• [DATA SUPPLIED]
Segment Open

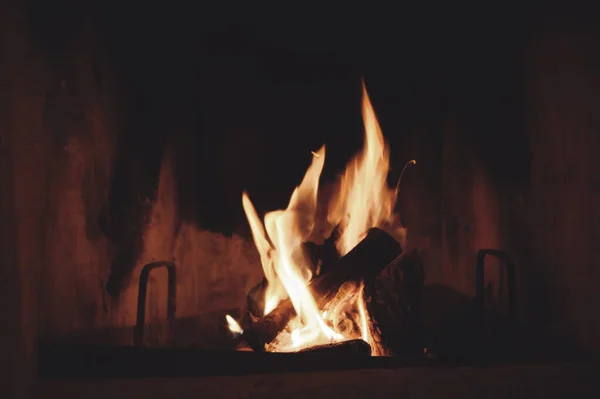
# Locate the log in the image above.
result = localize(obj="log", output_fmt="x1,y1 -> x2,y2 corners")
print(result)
297,338 -> 371,356
242,228 -> 402,351
245,278 -> 268,322
318,224 -> 341,274
242,298 -> 296,352
364,249 -> 425,356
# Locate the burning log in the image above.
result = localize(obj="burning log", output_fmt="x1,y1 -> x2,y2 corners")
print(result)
245,242 -> 321,323
364,249 -> 425,356
245,278 -> 268,323
317,223 -> 342,274
301,241 -> 321,275
242,227 -> 402,351
297,338 -> 371,356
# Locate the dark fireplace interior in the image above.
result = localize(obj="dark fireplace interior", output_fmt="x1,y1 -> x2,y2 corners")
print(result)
2,2 -> 600,398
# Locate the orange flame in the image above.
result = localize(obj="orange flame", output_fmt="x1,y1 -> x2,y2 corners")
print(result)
242,145 -> 343,348
225,314 -> 243,335
230,81 -> 406,353
329,82 -> 406,256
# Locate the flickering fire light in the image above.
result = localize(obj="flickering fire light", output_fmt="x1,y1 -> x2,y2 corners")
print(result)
227,82 -> 410,353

Segment Closed

Please write out exactly, and only, the lines from the beginning of the entries through the line containing "# Locate the burning log in the image above.", including both and skipping all pictures.

• [RESPONSE AREA]
# Locate the log in the image above.
result = localize(obj="log", output_fmt="x1,y1 -> x2,y2 corners")
print(result)
297,338 -> 371,356
242,228 -> 402,351
245,278 -> 268,322
318,224 -> 341,274
242,298 -> 296,352
364,249 -> 425,356
# Locate the burning log in the image above.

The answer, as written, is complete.